→ INSTRUCTIONS
1. Set down, word for word, the stretch of the PyTorch gradient thread below from "torch.set_grad_enabled(True)" through "tensor(-0.8699, device='cuda:0', grad_fn=<MeanBackward0>).".
2. In the PyTorch gradient thread below, what does lightning set when evaluating?

→ TEXT SHOWN
==*==

No gradient in simple function

The following function does not behave as expected when called from my codebase:

def foo():
    torch.autograd.set_grad_enabled(True)
    torch.set_grad_enabled(True)
    with torch.enable_grad():
        y = torch.randn(10, device='cuda')
        y = torch.nn.Parameter(y.detach(), requires_grad=True)
        print(y.requires_grad, y.mean())

As you might notice, I tried my best to enable gradients in this code. If I call this function by itself, the printed output is as expected, i.e. True tensor(-0.8699, device='cuda:0', grad_fn=<MeanBackward0>).

However, if I run this during an evaluation pass of a lightning-model, the output is True tensor(-0.0105, device='cuda:0'), so the grad_fn is missing, even though requires_grad is True. As a result I cannot to a backward pass if I process y further.

What else could prevent gradients from being computed?

Do you see the same behavior without using lightning? PyTorch itself won’t disable gradient calculation behind your back, so you might want to check what the evaluation loop in lightning does.

1 Like

Thanks for the hint towards lightning. I found this issue on their github, apparently lightning sets torch.inference_mode(True) when evaluating. This now works as expected:

def foo():
    with torch.inference_mode(False):
        y = torch.randn(10, device='cuda')
        y = torch.nn.Parameter(y.detach(), requires_grad=True)
        print(y.requires_grad, y.mean())

==*==

(Lines of data)
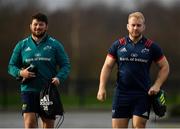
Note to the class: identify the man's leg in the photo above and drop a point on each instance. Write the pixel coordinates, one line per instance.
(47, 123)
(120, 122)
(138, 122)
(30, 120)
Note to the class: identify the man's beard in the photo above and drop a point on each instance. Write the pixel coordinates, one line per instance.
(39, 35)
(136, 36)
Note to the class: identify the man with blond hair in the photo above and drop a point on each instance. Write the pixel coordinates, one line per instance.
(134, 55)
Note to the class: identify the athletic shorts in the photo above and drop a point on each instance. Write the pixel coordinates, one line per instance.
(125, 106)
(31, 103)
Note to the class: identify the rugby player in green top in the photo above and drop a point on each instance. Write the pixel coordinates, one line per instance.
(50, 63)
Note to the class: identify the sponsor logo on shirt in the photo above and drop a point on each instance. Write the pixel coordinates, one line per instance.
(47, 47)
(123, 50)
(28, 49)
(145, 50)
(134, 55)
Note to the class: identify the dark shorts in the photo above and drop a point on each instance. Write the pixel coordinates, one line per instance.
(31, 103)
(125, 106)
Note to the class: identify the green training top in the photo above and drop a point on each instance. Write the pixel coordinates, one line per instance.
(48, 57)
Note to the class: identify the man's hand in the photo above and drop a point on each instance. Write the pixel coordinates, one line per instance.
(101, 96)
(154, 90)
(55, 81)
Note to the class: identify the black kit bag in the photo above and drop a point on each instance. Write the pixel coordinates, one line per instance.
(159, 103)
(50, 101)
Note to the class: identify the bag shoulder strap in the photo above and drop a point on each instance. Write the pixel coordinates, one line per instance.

==*==

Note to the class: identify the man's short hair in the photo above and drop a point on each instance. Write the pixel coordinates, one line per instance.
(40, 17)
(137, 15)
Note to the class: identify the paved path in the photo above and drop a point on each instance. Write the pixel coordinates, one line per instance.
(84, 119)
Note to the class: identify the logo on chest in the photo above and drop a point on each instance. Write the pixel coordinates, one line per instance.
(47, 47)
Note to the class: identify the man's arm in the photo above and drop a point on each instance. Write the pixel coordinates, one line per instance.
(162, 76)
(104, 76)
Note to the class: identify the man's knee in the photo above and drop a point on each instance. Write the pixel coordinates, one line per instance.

==*==

→ EXERCISE ANSWERS
1.
torch.set_grad_enabled(True)
    with torch.enable_grad():
        y = torch.randn(10, device='cuda')
        y = torch.nn.Parameter(y.detach(), requires_grad=True)
        print(y.requires_grad, y.mean())

As you might notice, I tried my best to enable gradients in this code. If I call this function by itself, the printed output is as expected, i.e. True tensor(-0.8699, device='cuda:0', grad_fn=<MeanBackward0>).

2. It sets torch.inference_mode(True).